(Data extracts Opens)
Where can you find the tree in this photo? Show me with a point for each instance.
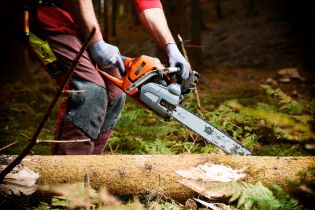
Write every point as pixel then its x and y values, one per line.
pixel 195 30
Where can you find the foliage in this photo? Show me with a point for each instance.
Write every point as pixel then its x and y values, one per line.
pixel 261 126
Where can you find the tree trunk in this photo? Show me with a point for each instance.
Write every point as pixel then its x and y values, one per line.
pixel 218 9
pixel 142 174
pixel 195 28
pixel 13 56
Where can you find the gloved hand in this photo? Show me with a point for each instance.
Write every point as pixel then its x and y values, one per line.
pixel 176 59
pixel 189 84
pixel 106 55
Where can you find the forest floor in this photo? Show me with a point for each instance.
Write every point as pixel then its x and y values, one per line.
pixel 251 86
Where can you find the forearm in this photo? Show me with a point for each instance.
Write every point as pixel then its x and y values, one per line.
pixel 82 12
pixel 155 23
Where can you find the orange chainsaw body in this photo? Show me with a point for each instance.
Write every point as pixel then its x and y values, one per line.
pixel 135 69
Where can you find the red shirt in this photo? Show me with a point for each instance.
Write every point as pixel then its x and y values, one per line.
pixel 57 20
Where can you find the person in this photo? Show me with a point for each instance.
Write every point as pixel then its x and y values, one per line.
pixel 92 111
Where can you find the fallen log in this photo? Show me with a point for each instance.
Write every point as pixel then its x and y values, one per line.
pixel 150 174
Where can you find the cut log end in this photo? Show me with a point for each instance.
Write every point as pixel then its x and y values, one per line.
pixel 156 174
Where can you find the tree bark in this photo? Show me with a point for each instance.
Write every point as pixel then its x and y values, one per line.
pixel 195 29
pixel 144 174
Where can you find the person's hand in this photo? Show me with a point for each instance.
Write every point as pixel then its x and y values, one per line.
pixel 190 84
pixel 106 55
pixel 176 59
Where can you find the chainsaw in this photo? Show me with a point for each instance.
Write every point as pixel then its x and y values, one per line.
pixel 155 86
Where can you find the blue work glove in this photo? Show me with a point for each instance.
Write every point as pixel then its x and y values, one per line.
pixel 106 55
pixel 176 59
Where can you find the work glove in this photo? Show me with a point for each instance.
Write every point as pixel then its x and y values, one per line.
pixel 190 84
pixel 106 56
pixel 176 59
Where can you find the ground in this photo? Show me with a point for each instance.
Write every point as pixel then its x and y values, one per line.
pixel 240 54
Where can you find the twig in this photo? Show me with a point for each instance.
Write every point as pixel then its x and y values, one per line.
pixel 63 141
pixel 186 56
pixel 42 123
pixel 9 145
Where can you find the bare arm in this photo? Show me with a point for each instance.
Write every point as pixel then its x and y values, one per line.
pixel 155 23
pixel 83 14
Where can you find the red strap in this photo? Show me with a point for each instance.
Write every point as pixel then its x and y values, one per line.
pixel 147 4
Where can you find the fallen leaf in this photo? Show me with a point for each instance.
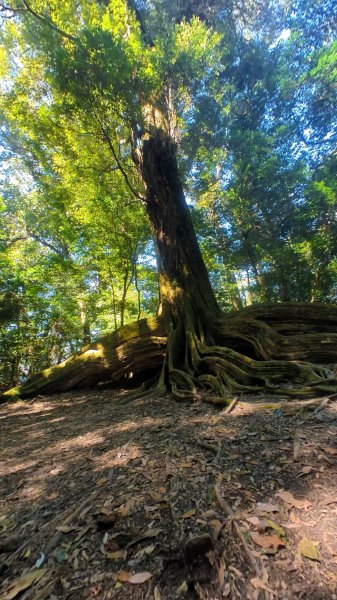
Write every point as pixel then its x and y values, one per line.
pixel 116 555
pixel 150 533
pixel 288 498
pixel 189 514
pixel 266 507
pixel 22 583
pixel 275 526
pixel 140 577
pixel 145 551
pixel 260 585
pixel 253 520
pixel 330 450
pixel 124 576
pixel 266 541
pixel 307 548
pixel 329 500
pixel 65 528
pixel 305 470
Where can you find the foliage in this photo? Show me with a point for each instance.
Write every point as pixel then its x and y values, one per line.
pixel 249 95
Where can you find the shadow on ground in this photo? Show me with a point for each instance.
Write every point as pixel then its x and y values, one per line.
pixel 93 492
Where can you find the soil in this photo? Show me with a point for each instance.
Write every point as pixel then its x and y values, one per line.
pixel 160 500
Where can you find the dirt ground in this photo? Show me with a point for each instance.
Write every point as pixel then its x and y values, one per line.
pixel 160 500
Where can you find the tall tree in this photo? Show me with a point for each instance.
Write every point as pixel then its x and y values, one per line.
pixel 130 80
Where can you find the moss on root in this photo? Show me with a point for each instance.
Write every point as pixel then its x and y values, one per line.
pixel 281 349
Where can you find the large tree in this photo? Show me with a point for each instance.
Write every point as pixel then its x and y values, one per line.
pixel 131 76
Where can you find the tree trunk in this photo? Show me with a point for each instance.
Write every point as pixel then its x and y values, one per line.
pixel 193 350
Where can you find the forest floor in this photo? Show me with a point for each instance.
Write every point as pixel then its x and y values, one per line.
pixel 104 500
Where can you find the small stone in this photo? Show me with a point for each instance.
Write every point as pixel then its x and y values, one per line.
pixel 197 546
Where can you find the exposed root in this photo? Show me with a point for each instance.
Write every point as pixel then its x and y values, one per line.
pixel 211 360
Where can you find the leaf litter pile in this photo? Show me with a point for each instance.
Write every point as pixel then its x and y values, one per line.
pixel 165 500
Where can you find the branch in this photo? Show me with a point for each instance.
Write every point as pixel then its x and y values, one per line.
pixel 50 23
pixel 114 154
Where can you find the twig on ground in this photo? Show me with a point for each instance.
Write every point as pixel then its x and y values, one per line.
pixel 230 513
pixel 207 446
pixel 51 524
pixel 231 406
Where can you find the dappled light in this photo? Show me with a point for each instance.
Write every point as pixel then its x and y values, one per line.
pixel 168 316
pixel 154 483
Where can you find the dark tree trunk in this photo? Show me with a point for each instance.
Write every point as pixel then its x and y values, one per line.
pixel 182 271
pixel 194 350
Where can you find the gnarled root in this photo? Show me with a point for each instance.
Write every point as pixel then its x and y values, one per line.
pixel 276 349
pixel 256 356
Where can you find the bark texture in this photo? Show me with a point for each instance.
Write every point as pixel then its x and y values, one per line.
pixel 196 351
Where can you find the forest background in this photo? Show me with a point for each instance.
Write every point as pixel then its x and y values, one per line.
pixel 255 87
(Data extracts Closes)
◆ **Task requirements**:
Retype the whole listing, keeping every line identical and omitting all pictures.

◆ **Result of the task**:
Where can you find the tree in this photo? Show me with a point for each instance.
Write every point as pixel then its x and y values, one per line.
pixel 195 30
Where can you find the foliage in this photo? Show me with a point for each instance.
Write every point as pixel then its x and y values, one per line.
pixel 261 126
Where can you find the tree trunk in this photo? Show me with a point for each instance.
Write every point as pixel then its x and y values, one per line.
pixel 218 9
pixel 142 174
pixel 195 28
pixel 13 56
Where can you find the gloved hand in this photo? Show me with a point for each instance.
Write every point as pixel then its x and y values, one per line.
pixel 176 59
pixel 189 84
pixel 106 55
Where can you find the forest floor in this photo? Show me with a point for each instance.
Write every point as pixel then its x and y values, one per line.
pixel 251 86
Where can you find the forearm in this photo? Show me with a point for each instance.
Write every point as pixel then its x and y values, one per line.
pixel 82 12
pixel 155 23
Where can you find the orange chainsaw body in this photo? Show me with a point for each instance.
Write every point as pixel then its x and y values, one per line.
pixel 135 69
Where can you find the red shirt in this photo? Show me with a point for each instance.
Write every point as pixel then its x and y values, one per line.
pixel 57 20
Where can you find the person in this photo? Show me with a point for each instance.
Write every point as pixel then its x and y values, one per line.
pixel 92 111
Where can you find the fallen log in this photo? Show me with a point for each instance.
Write every point as pixel then its x and y values, one per line.
pixel 150 174
Where can you find the cut log end in this photo? Show me with a point for each instance.
Write every point as pixel then its x and y values, one per line.
pixel 156 174
Where can you find the tree bark in this photo? Show me with a point for each instance.
Write every point as pixel then its x and y values, one per line.
pixel 195 29
pixel 144 174
Where can you find the person's hand in this photo? Show me with a point for each instance.
Write every point as pixel then its x and y values, one per line.
pixel 190 84
pixel 106 55
pixel 176 59
Where can you find the chainsaw in this photo? Show me with a point for each instance.
Write every point as pixel then its x and y values, one per line.
pixel 155 86
Where can you find the blue work glove in this photo? Show me with a point for each instance.
Write every point as pixel then its x and y values, one per line.
pixel 106 55
pixel 176 59
Where can you find the work glove in this photo? Show me with a point for each instance.
Write every point as pixel then its x and y values, one per line.
pixel 190 84
pixel 106 56
pixel 176 59
Where can you find the ground in this photo? Show me with a point for each instance.
Write every point as pixel then its x and y values, one per line.
pixel 240 54
Where can you find the twig in this photo? Show me with a point for each instance.
Write every point as pixel then its x and y values, one per line.
pixel 63 141
pixel 186 56
pixel 42 123
pixel 9 145
Where can you find the bare arm in this photo? Show me with a point for each instance.
Write every point as pixel then its x and y values, one per line.
pixel 155 23
pixel 83 14
Where can you find the red strap in this photo? Show me with a point for each instance.
Write every point as pixel then its x and y values, one per line.
pixel 147 4
Where can you find the fallen leaf in this photo? Show me with a point for each instance.
Write every point as pixel then its x and y values, one per line.
pixel 116 555
pixel 150 533
pixel 288 498
pixel 189 514
pixel 266 507
pixel 22 583
pixel 275 526
pixel 140 577
pixel 145 551
pixel 260 585
pixel 253 520
pixel 330 450
pixel 124 576
pixel 266 541
pixel 307 548
pixel 329 500
pixel 65 528
pixel 305 470
Where can you find the foliage in this photo? Show me with a point for each instance.
Write every point as pixel then its x and y values, one per line.
pixel 249 95
Where can you find the shadow on ground in this photo? Show me with a point for each instance.
Write every point as pixel then its x and y values, one per line.
pixel 93 492
Where can you find the soil in this photo? Show me with a point for each instance.
Write every point as pixel then its x and y values, one per line.
pixel 160 500
Where can you find the dirt ground in this photo? Show me with a point for each instance.
Write every point as pixel then its x and y values, one per line.
pixel 160 500
Where can you find the tall tree in this photo? Show me with a point for each instance.
Write every point as pixel then its x and y values, one per line.
pixel 130 80
Where can you find the moss on root in this photo? Show me with a point for each instance.
Write every point as pixel then its x and y values, one per line.
pixel 281 349
Where can you find the large tree in this photo? Show me with a point for each instance.
Write every point as pixel then its x and y values, one per line.
pixel 131 76
Where can you find the tree trunk in this photo? Show me with a point for each instance.
Write every point as pixel then its x and y values, one per line.
pixel 193 350
Where can you find the forest floor in this photo? Show me with a point for each instance.
Write every point as pixel then its x and y values, one per line.
pixel 104 500
Where can you find the small stone in this photo? Show me with a point for each instance.
Write every point as pixel then its x and y values, one per line.
pixel 197 546
Where can you find the exposed root in this photo? Show me with a point for each instance.
Write every point as pixel then its x and y values, one per line.
pixel 211 360
Where can you find the leaf litter pile in this photo? Show me with a point for each instance.
Write every point as pixel then its x and y values, one per line.
pixel 165 500
Where can you find the branch in this photo? Show me with a point for each instance.
Write every point as pixel then its x and y values, one per line.
pixel 50 23
pixel 114 154
Where can you find the twig on ground in this photo? Show me with a point for each instance.
Write every point as pixel then its x and y values, one per line.
pixel 230 513
pixel 207 446
pixel 51 524
pixel 231 406
Where can you find the dappled light in this photo? Show me with a point for each instance.
Write every point as pixel then its x and y values, one per line.
pixel 168 316
pixel 154 483
Where can you find the dark tree trunk in this photo? Show me with a point for each instance.
Write every point as pixel then its x and y values, one per line.
pixel 182 271
pixel 194 350
Where can you find the gnarled root in this photo? Show me with a point for each instance.
Write every point as pixel then its x and y values, one per line.
pixel 276 349
pixel 256 356
Where can you find the bark texture in this photo? Show me with a point for each instance.
Write every point as pixel then its x and y values, one per line.
pixel 196 351
Where can you find the forest background in this photo? Show me with a point for each instance.
Write every point as pixel then its x and y values, one per line.
pixel 255 87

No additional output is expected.